Collection entries
------------------------------

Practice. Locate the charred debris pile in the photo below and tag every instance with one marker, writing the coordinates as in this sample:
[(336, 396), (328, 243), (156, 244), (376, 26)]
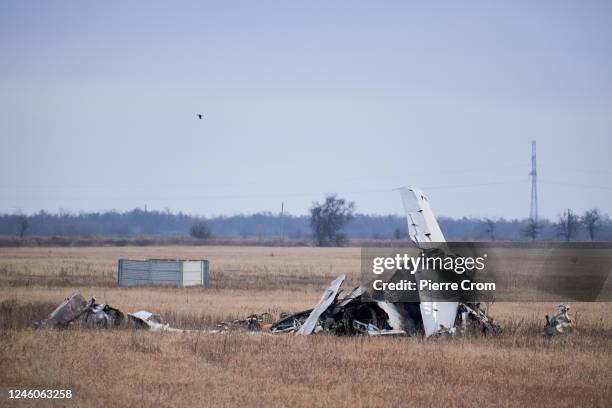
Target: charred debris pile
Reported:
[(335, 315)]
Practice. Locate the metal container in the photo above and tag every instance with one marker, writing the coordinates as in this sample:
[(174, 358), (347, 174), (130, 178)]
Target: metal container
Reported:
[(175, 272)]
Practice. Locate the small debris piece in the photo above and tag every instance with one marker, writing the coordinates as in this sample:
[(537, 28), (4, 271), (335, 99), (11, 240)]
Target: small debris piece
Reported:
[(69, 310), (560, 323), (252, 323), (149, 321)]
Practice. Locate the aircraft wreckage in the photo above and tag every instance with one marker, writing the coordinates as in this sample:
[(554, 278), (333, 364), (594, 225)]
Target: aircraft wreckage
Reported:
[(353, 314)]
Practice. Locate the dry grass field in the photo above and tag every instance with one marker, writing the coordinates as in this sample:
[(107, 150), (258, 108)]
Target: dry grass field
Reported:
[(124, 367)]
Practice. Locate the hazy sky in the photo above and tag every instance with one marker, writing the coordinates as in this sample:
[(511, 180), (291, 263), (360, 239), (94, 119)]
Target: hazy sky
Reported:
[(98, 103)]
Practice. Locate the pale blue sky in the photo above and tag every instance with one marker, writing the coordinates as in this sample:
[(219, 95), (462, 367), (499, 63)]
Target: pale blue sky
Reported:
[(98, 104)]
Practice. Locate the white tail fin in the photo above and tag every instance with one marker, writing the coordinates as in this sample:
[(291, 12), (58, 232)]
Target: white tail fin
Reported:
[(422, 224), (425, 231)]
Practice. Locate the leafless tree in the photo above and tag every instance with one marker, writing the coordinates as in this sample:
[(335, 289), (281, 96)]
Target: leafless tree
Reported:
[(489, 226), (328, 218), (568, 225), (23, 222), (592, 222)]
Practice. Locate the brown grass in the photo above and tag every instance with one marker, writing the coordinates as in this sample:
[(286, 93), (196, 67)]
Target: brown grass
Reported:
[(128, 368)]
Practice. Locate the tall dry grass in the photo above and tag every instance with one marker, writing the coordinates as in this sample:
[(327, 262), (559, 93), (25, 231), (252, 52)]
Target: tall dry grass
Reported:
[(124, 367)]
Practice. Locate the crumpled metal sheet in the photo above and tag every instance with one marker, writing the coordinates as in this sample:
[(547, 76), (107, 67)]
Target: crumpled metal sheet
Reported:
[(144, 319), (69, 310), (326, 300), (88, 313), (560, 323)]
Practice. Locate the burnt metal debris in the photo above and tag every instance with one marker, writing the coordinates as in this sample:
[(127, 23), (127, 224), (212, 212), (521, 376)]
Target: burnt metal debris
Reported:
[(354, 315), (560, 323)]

------------------------------

Reproduce all of the data above with "Reported" replaced by "Observed" everywhere it occurs, leaving everything else unchanged. Leave the pictures out.

▶ Expected answer
Practice. Locate the charred debris pile in the photo below and tag every instance with one marker, writing the coordinates as in this sample:
[(336, 396), (328, 243), (156, 244), (376, 26)]
Target: charred debris pile
Observed:
[(335, 315)]
Practice. Locate the metal container in the photo above and tag every instance with one marker, writing the coordinates as in this sample:
[(174, 358), (347, 174), (130, 178)]
Target: metal container
Observed:
[(175, 272)]
Practice. Locate the small debris piece in the photo above and tag every instance with one marker, writing the coordinates as in this sample:
[(537, 28), (4, 271), (335, 99), (11, 240)]
Target: small debris piece
Observed:
[(69, 310), (560, 323), (252, 323), (149, 321)]
Practice. Locate the aircraft wreckage in the photo above and tag every instance with one marker, writing the coordinates as in this sample:
[(554, 278), (333, 364), (594, 225)]
Target: aircraft wreckage
Observed:
[(353, 314)]
Practice. Locate the dry grass field in the photo above and tag every instance with one marker, writing the coordinates as in this sample:
[(107, 150), (258, 108)]
Target: dry grass field
Observed:
[(124, 367)]
Practice. Locate the hazy sky in the photo above and tag every instance with one marker, writing the coordinates as in this sample:
[(511, 180), (291, 263), (360, 239), (94, 119)]
Target: hazy sky
Observed:
[(98, 103)]
Practice. Locate the pale blue sky in the photo above and tag every instance with one marker, writing the coordinates as in this sample:
[(219, 95), (462, 367), (499, 63)]
Target: pale blue sky
Observed:
[(98, 104)]
Practice. Locate the white tail fin in the photo above and tag every instance with one marker, writing the coordinates as in this sample:
[(291, 12), (58, 232)]
Target: white tail fin
Observed:
[(422, 224), (425, 231)]
Practice. Locate the leafless tree in the photo above and tag every instance with one marker, writing the coordinates as in this sample:
[(335, 289), (281, 96)]
Target: leafless tree
Observed:
[(489, 226), (328, 218), (568, 225), (23, 222), (592, 222)]
Practice. Locate the brown grass in the photo above and tag every instance with one marker, writing the coordinates as in this sample:
[(286, 93), (196, 67)]
Target: brown grass
Observed:
[(128, 368)]
Practice. Locate the tall dry grass in the photo above and tag every instance with one marker, writing the coordinates as in this sample:
[(327, 262), (559, 93), (25, 231), (252, 52)]
Target: tall dry grass
Observed:
[(124, 367)]
Practice. Locate the crumpled metal sheet in the photo above and tag every instance with one marker, writing the coordinates as in this sample:
[(547, 76), (107, 67)]
Target: crumpled metal sheet
Observed:
[(144, 319), (69, 310), (326, 300), (88, 313), (560, 323)]
Practice. Locate the burnt metal debris in the photo above and tag every instance with one marker, writing the coordinates as in this sample:
[(127, 23), (127, 224), (212, 212), (521, 376)]
Target: burnt metal debris
Observed:
[(354, 315), (560, 323)]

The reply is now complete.